- [Task to carry out] Print, without any change, the lines of the material below that fall between the line containing "Target: flower garland on ground" and the line containing "Target: handbag handle", inclusive.
**** Extracted entries ****
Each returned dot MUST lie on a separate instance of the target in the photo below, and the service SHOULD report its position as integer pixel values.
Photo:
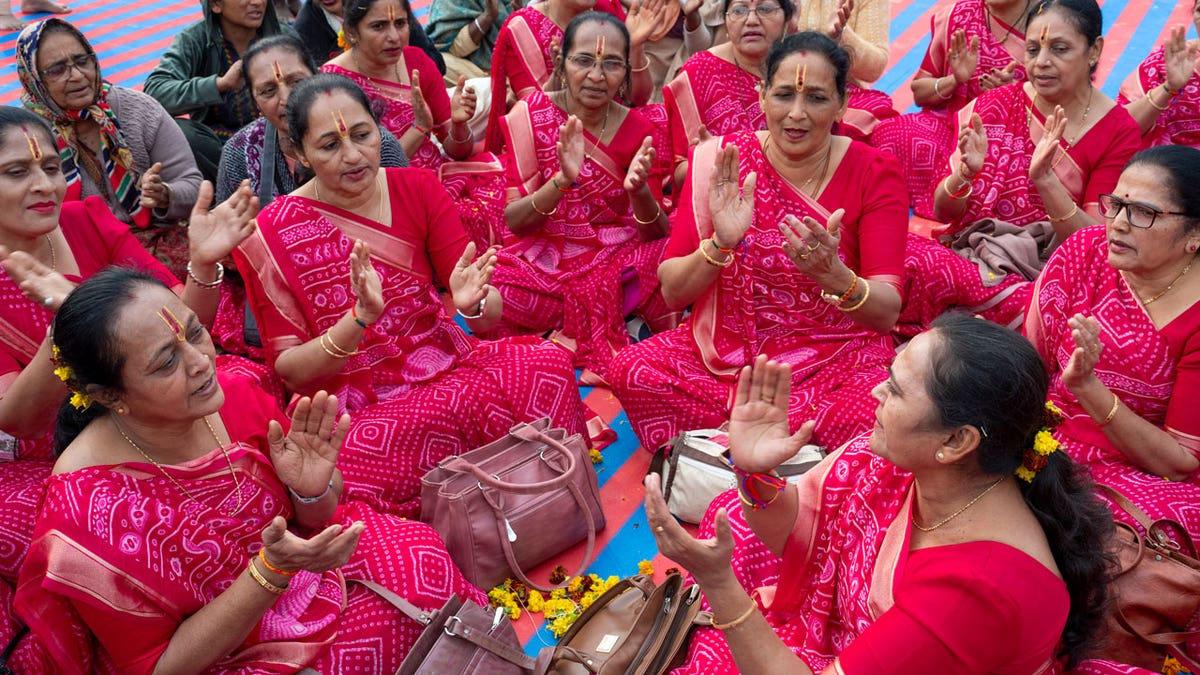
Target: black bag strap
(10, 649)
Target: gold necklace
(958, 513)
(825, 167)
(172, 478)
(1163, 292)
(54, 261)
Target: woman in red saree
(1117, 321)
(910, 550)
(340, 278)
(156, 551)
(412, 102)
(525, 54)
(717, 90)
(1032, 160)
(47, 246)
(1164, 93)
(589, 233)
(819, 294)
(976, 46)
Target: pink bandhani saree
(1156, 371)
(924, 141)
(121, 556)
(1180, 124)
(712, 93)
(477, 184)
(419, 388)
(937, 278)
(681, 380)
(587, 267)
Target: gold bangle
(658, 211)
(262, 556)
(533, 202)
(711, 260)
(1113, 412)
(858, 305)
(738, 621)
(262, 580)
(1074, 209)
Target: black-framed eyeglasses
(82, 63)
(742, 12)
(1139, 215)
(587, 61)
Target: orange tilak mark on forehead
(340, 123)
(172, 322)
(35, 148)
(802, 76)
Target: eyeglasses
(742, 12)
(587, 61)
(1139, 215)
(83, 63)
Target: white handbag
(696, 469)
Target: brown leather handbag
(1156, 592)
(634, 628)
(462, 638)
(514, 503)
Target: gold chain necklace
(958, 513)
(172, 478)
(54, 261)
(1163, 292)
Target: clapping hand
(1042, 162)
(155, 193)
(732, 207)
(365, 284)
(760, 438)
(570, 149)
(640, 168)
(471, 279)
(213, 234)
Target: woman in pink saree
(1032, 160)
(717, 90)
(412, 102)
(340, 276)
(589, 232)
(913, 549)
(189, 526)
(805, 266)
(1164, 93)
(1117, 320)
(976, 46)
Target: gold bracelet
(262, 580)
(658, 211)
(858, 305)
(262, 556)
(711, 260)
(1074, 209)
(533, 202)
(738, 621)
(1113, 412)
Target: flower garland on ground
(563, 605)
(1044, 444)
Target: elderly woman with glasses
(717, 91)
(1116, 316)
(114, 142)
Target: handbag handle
****
**** Extracted entries ****
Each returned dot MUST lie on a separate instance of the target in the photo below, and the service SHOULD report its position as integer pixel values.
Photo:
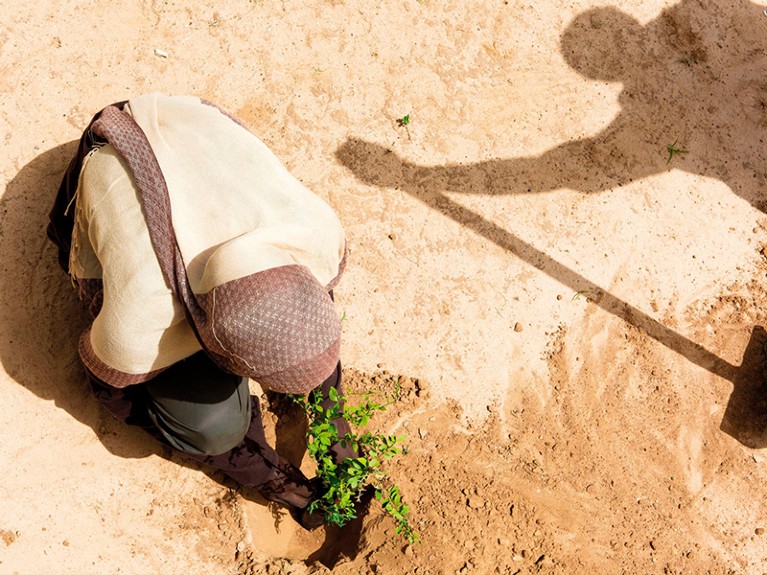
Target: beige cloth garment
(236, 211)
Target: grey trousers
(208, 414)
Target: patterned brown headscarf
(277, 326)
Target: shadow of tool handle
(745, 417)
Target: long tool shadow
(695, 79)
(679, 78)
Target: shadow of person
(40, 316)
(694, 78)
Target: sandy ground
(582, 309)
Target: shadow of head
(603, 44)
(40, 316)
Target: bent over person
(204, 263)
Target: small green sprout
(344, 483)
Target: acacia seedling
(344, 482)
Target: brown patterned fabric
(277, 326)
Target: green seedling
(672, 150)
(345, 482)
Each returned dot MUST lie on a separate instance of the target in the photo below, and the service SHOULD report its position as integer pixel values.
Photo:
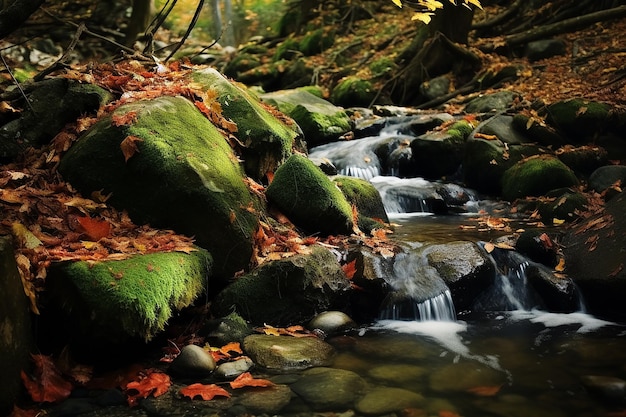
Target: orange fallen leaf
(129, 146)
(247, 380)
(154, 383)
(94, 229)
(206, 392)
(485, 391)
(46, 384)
****
- [Worked solution]
Target: flower garland on ground
(563, 605)
(1044, 444)
Target: elderly woman with glasses
(717, 91)
(1116, 316)
(114, 142)
Target: handbag handle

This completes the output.